***** TEXTE EXTRAIT
Première partie :
Dans mon atelier.
1. Le
monde est grand
Toile d'Henriette Ronner-Knip, 1897. |
Le
monde est grand!
Côté composition, l’année 2023 fut occupée en bonne partie par l’écriture d’un cycle pour piano solo : Terres et ciels. La partition manuscrite fait 32 pages de grand format. Si on faisait du manuscrit une murale, celle-ci ferait 56 X 88 pouces, ou 142 X 224 cm. Beaucoup de travail! Il s’agit de ma plus vaste œuvre instrumentale à ce jour : 60 minutes, contre 45 à 50 minutes pour Une Messe pour le Vent qui souffle (pour orgue). «Une pièce d’une heure! Tu exagères, Antoine!». Mais que représente une heure à l’échelle d’une vie? Le temps d’une respiration, à peine plus.
**********
***** EXTRAIT DES DONNÉES
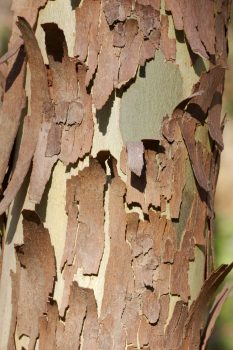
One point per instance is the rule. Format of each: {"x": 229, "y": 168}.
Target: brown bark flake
{"x": 41, "y": 107}
{"x": 37, "y": 272}
{"x": 14, "y": 97}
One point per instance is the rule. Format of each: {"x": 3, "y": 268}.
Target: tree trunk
{"x": 113, "y": 109}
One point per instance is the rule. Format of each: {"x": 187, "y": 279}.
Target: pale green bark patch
{"x": 149, "y": 99}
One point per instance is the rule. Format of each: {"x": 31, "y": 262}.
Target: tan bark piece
{"x": 214, "y": 313}
{"x": 14, "y": 97}
{"x": 116, "y": 10}
{"x": 175, "y": 328}
{"x": 214, "y": 118}
{"x": 150, "y": 306}
{"x": 130, "y": 54}
{"x": 48, "y": 327}
{"x": 119, "y": 275}
{"x": 90, "y": 235}
{"x": 190, "y": 20}
{"x": 107, "y": 62}
{"x": 69, "y": 333}
{"x": 135, "y": 152}
{"x": 37, "y": 272}
{"x": 174, "y": 7}
{"x": 188, "y": 127}
{"x": 179, "y": 180}
{"x": 41, "y": 107}
{"x": 152, "y": 192}
{"x": 167, "y": 45}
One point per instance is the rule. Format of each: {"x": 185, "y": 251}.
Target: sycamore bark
{"x": 114, "y": 111}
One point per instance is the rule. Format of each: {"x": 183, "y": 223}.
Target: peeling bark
{"x": 114, "y": 268}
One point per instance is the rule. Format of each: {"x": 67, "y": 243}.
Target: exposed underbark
{"x": 118, "y": 161}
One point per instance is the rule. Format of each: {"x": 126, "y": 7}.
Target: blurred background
{"x": 222, "y": 338}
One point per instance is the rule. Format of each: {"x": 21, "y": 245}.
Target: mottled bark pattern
{"x": 147, "y": 301}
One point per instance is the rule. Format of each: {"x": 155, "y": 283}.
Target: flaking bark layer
{"x": 147, "y": 300}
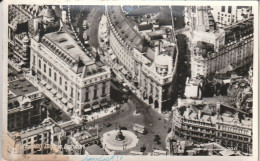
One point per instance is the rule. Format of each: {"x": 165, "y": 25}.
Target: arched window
{"x": 44, "y": 68}
{"x": 40, "y": 64}
{"x": 49, "y": 72}
{"x": 60, "y": 81}
{"x": 55, "y": 77}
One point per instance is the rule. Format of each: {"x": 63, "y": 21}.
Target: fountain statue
{"x": 120, "y": 136}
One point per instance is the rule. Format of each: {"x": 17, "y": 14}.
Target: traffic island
{"x": 113, "y": 140}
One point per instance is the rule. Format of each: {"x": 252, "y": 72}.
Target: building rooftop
{"x": 67, "y": 44}
{"x": 35, "y": 131}
{"x": 142, "y": 10}
{"x": 95, "y": 150}
{"x": 21, "y": 87}
{"x": 92, "y": 70}
{"x": 125, "y": 28}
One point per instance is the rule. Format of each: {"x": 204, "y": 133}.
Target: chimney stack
{"x": 157, "y": 51}
{"x": 199, "y": 114}
{"x": 170, "y": 67}
{"x": 64, "y": 16}
{"x": 218, "y": 107}
{"x": 35, "y": 25}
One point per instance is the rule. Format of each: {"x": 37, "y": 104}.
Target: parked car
{"x": 108, "y": 124}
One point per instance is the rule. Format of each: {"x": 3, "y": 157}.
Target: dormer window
{"x": 62, "y": 40}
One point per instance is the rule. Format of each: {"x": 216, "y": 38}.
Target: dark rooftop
{"x": 142, "y": 10}
{"x": 92, "y": 69}
{"x": 143, "y": 27}
{"x": 95, "y": 150}
{"x": 21, "y": 87}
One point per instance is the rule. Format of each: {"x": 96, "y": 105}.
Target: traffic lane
{"x": 154, "y": 122}
{"x": 94, "y": 19}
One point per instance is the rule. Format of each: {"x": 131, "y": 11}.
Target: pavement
{"x": 126, "y": 117}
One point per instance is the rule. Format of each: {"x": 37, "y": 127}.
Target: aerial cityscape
{"x": 130, "y": 80}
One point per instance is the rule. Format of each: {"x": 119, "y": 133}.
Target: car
{"x": 157, "y": 137}
{"x": 157, "y": 141}
{"x": 123, "y": 128}
{"x": 108, "y": 124}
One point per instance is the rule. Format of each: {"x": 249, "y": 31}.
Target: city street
{"x": 126, "y": 118}
{"x": 92, "y": 15}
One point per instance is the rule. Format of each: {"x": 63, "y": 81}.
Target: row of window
{"x": 38, "y": 137}
{"x": 55, "y": 78}
{"x": 233, "y": 129}
{"x": 234, "y": 137}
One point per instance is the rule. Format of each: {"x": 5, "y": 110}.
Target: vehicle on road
{"x": 85, "y": 24}
{"x": 139, "y": 128}
{"x": 108, "y": 124}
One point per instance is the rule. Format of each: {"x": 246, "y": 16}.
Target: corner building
{"x": 78, "y": 84}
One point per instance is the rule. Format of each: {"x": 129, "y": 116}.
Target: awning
{"x": 110, "y": 51}
{"x": 53, "y": 91}
{"x": 48, "y": 87}
{"x": 43, "y": 82}
{"x": 70, "y": 105}
{"x": 124, "y": 71}
{"x": 95, "y": 106}
{"x": 104, "y": 103}
{"x": 59, "y": 96}
{"x": 64, "y": 100}
{"x": 113, "y": 57}
{"x": 21, "y": 63}
{"x": 87, "y": 109}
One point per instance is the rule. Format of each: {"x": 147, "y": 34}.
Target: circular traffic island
{"x": 119, "y": 140}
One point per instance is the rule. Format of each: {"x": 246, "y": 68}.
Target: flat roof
{"x": 67, "y": 44}
{"x": 95, "y": 150}
{"x": 21, "y": 87}
{"x": 32, "y": 132}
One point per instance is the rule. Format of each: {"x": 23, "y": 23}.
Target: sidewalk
{"x": 101, "y": 114}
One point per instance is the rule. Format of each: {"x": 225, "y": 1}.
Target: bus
{"x": 139, "y": 128}
{"x": 85, "y": 24}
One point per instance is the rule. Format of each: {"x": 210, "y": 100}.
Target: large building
{"x": 202, "y": 122}
{"x": 146, "y": 53}
{"x": 24, "y": 105}
{"x": 228, "y": 15}
{"x": 75, "y": 82}
{"x": 41, "y": 139}
{"x": 214, "y": 49}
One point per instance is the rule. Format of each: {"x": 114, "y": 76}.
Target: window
{"x": 40, "y": 64}
{"x": 66, "y": 86}
{"x": 245, "y": 139}
{"x": 229, "y": 9}
{"x": 60, "y": 81}
{"x": 95, "y": 92}
{"x": 55, "y": 77}
{"x": 223, "y": 9}
{"x": 103, "y": 90}
{"x": 86, "y": 97}
{"x": 49, "y": 72}
{"x": 44, "y": 66}
{"x": 71, "y": 94}
{"x": 33, "y": 60}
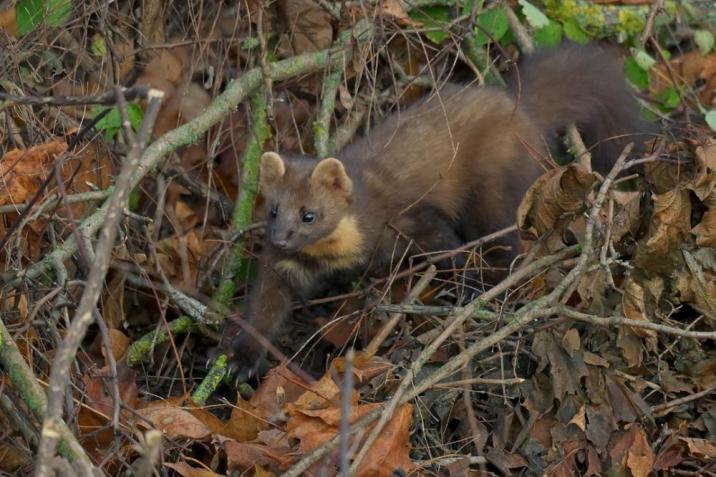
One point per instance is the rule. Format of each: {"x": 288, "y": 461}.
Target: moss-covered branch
{"x": 144, "y": 345}
{"x": 243, "y": 211}
{"x": 243, "y": 214}
{"x": 189, "y": 133}
{"x": 25, "y": 384}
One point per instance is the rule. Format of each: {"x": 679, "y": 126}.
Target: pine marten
{"x": 446, "y": 170}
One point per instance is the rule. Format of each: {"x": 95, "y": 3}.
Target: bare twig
{"x": 395, "y": 318}
{"x": 60, "y": 373}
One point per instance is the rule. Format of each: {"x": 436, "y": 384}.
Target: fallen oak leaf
{"x": 701, "y": 448}
{"x": 246, "y": 455}
{"x": 556, "y": 192}
{"x": 175, "y": 421}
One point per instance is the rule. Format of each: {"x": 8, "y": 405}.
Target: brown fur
{"x": 449, "y": 169}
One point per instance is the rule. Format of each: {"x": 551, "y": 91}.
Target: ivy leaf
{"x": 643, "y": 59}
{"x": 705, "y": 41}
{"x": 433, "y": 18}
{"x": 710, "y": 118}
{"x": 636, "y": 74}
{"x": 31, "y": 13}
{"x": 669, "y": 98}
{"x": 551, "y": 35}
{"x": 534, "y": 15}
{"x": 494, "y": 22}
{"x": 574, "y": 31}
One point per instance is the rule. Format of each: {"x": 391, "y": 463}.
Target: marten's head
{"x": 307, "y": 203}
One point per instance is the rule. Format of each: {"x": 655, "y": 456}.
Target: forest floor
{"x": 129, "y": 231}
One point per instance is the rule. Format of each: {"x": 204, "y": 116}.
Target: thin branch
{"x": 65, "y": 355}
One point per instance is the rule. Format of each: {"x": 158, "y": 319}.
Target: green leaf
{"x": 433, "y": 17}
{"x": 534, "y": 15}
{"x": 643, "y": 59}
{"x": 574, "y": 31}
{"x": 551, "y": 35}
{"x": 636, "y": 74}
{"x": 111, "y": 123}
{"x": 705, "y": 41}
{"x": 669, "y": 98}
{"x": 250, "y": 43}
{"x": 710, "y": 118}
{"x": 31, "y": 13}
{"x": 494, "y": 22}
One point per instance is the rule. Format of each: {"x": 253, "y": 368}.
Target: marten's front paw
{"x": 246, "y": 359}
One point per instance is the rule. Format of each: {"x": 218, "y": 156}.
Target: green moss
{"x": 211, "y": 381}
{"x": 631, "y": 21}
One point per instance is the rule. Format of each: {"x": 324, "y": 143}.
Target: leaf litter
{"x": 594, "y": 400}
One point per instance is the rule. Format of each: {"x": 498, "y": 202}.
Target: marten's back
{"x": 439, "y": 151}
{"x": 472, "y": 152}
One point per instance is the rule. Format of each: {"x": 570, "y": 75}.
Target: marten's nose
{"x": 281, "y": 241}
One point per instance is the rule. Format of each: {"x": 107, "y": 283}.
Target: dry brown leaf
{"x": 700, "y": 448}
{"x": 113, "y": 301}
{"x": 565, "y": 372}
{"x": 626, "y": 220}
{"x": 690, "y": 68}
{"x": 8, "y": 21}
{"x": 704, "y": 373}
{"x": 571, "y": 342}
{"x": 278, "y": 387}
{"x": 364, "y": 367}
{"x": 260, "y": 472}
{"x": 22, "y": 171}
{"x": 580, "y": 419}
{"x": 390, "y": 451}
{"x": 171, "y": 64}
{"x": 99, "y": 404}
{"x": 320, "y": 395}
{"x": 246, "y": 455}
{"x": 635, "y": 308}
{"x": 555, "y": 193}
{"x": 118, "y": 343}
{"x": 396, "y": 9}
{"x": 185, "y": 470}
{"x": 670, "y": 223}
{"x": 12, "y": 456}
{"x": 631, "y": 450}
{"x": 670, "y": 454}
{"x": 245, "y": 422}
{"x": 705, "y": 180}
{"x": 595, "y": 360}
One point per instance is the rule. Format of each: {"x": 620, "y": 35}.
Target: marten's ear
{"x": 330, "y": 175}
{"x": 272, "y": 169}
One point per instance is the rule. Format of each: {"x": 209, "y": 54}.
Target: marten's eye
{"x": 308, "y": 217}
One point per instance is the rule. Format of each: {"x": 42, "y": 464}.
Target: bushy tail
{"x": 583, "y": 84}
**********
_CONSIGNES_
• 1. Recopiez tout le texte, de « Côté composition, l’année » jusqu'à « à peine plus. ».
• 2. Dans le texte, combien de pages fait la partition manuscrite de Terres et ciels ?

_RÉPONSES_
• 1.
Côté composition, l’année 2023 fut occupée en bonne partie par l’écriture d’un cycle pour piano solo : Terres et ciels. La partition manuscrite fait 32 pages de grand format. Si on faisait du manuscrit une murale, celle-ci ferait 56 X 88 pouces, ou 142 X 224 cm. Beaucoup de travail! Il s’agit de ma plus vaste œuvre instrumentale à ce jour : 60 minutes, contre 45 à 50 minutes pour Une Messe pour le Vent qui souffle (pour orgue). «Une pièce d’une heure! Tu exagères, Antoine!». Mais que représente une heure à l’échelle d’une vie? Le temps d’une respiration, à peine plus.

• 2. 32 pages de grand format.